▶ _INPUT FOR THIS TASK_
▬▬▬
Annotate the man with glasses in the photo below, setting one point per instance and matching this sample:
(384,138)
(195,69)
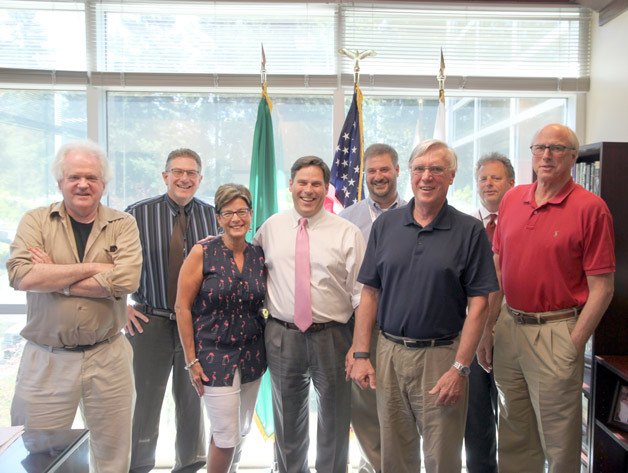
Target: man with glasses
(494,177)
(77,260)
(554,251)
(427,273)
(381,163)
(169,225)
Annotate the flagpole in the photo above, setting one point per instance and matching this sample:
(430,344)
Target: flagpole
(440,127)
(263,187)
(347,172)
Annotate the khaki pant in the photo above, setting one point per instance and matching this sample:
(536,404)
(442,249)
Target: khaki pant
(539,378)
(52,385)
(408,413)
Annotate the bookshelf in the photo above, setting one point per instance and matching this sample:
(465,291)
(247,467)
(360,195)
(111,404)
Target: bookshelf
(603,169)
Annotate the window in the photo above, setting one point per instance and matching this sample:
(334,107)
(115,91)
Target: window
(144,128)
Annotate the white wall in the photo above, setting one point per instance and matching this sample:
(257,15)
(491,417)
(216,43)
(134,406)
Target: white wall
(607,101)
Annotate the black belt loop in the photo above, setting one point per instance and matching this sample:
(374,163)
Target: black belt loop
(541,318)
(418,343)
(79,348)
(157,312)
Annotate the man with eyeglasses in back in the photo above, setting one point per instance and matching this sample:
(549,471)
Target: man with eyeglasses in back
(494,177)
(169,225)
(427,273)
(554,253)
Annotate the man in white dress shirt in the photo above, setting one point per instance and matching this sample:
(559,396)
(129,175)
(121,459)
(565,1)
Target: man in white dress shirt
(494,176)
(381,163)
(297,357)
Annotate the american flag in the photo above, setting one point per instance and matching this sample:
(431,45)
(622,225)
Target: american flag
(347,169)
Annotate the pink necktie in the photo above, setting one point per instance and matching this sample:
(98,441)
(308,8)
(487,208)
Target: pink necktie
(490,226)
(302,295)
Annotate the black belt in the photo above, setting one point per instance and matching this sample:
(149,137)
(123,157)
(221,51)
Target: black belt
(75,348)
(144,309)
(420,343)
(540,318)
(311,329)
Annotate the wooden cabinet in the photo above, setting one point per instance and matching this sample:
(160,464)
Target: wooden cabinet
(606,171)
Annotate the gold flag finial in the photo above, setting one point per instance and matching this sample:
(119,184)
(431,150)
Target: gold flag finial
(441,78)
(263,79)
(357,56)
(263,70)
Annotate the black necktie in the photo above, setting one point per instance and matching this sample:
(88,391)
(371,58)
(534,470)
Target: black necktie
(490,226)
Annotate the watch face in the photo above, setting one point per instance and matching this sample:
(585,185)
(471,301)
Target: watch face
(463,370)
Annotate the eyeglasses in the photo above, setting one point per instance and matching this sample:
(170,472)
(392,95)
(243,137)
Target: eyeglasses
(241,213)
(192,174)
(434,170)
(555,150)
▬▬▬
▶ _TASK REQUIREMENTS_
Could you return all of the records above word for word, omitting the pictures?

▶ _RESULT FOR THIS EXERCISE_
Annotate the man with glasses in the photo below, setting one point per instance and matching this sample:
(384,138)
(195,69)
Target: man with glasses
(494,177)
(77,260)
(554,251)
(427,273)
(381,163)
(169,225)
Annotate the flagpole in the photo above, setting one point per instance and matching this sample:
(430,344)
Target: flagpole
(440,127)
(263,187)
(347,172)
Annotate the khaki pant in the photo above, setting one point per instance and matching this sample:
(536,404)
(442,249)
Target: khaki pant
(539,378)
(52,385)
(408,413)
Annotate the bookshelf in the photo above, setting one point per instance and matching this sample:
(465,291)
(247,467)
(360,195)
(111,404)
Target: bookshelf
(603,169)
Annotate the window in the photo above, setting one point per instance and matching this sample:
(334,107)
(115,91)
Target: window
(144,128)
Annotate the white wall in the photo above, setting one point per instance and matching this sample:
(257,15)
(491,417)
(216,43)
(134,406)
Target: white wall
(607,101)
Annotate the black belt loop in the photo above, setting one point per instance and matching this sample:
(374,163)
Target: black belt loop
(541,318)
(418,343)
(79,348)
(157,312)
Annotate the man with eyeglasses in back in the photo above, setting one point per instance and matching this sample:
(549,471)
Target: man with eyeglasses in back
(494,177)
(169,225)
(427,273)
(554,253)
Annotate the man in white dress shirt in the photo above, setting one point per instance and matching this sample:
(559,396)
(129,175)
(121,459)
(565,1)
Target: man in white dress shirt
(494,176)
(381,163)
(297,357)
Annotate the american flag in the photo above, setting one point per instance and matching this sample:
(431,45)
(622,225)
Target: american flag
(347,169)
Annotate the pink necktie in the photo above, setting one point per instance and matching this sample:
(98,441)
(308,8)
(487,208)
Target: pink necktie
(490,226)
(302,295)
Annotate the black belt in the photo above, setting one point per instance and matching this sample:
(149,137)
(123,157)
(221,51)
Target: black belt
(75,348)
(144,309)
(420,343)
(540,318)
(311,329)
Annotate the wooden cabinet in the photo above, setting one point per instance and matching this sample:
(160,464)
Target: wooden cabinet
(606,171)
Annotate the gold flag finial in the photo above, setting one point per instance and matching this sample:
(119,184)
(431,150)
Target: gold flag finial
(441,78)
(263,79)
(357,56)
(263,70)
Annotate the black necktie in the photo above, setting one point per instance and matching this sample:
(88,391)
(371,58)
(534,470)
Target: black necktie
(490,226)
Annotate the watch face in the photo above, setting one point per instance and matching this sample:
(585,185)
(471,301)
Target: watch face
(463,370)
Annotate the eyeglasses in the photo above, setting one point per instance and matching this sample:
(170,472)
(392,95)
(243,137)
Target: eyeglasses
(241,213)
(192,174)
(434,170)
(555,150)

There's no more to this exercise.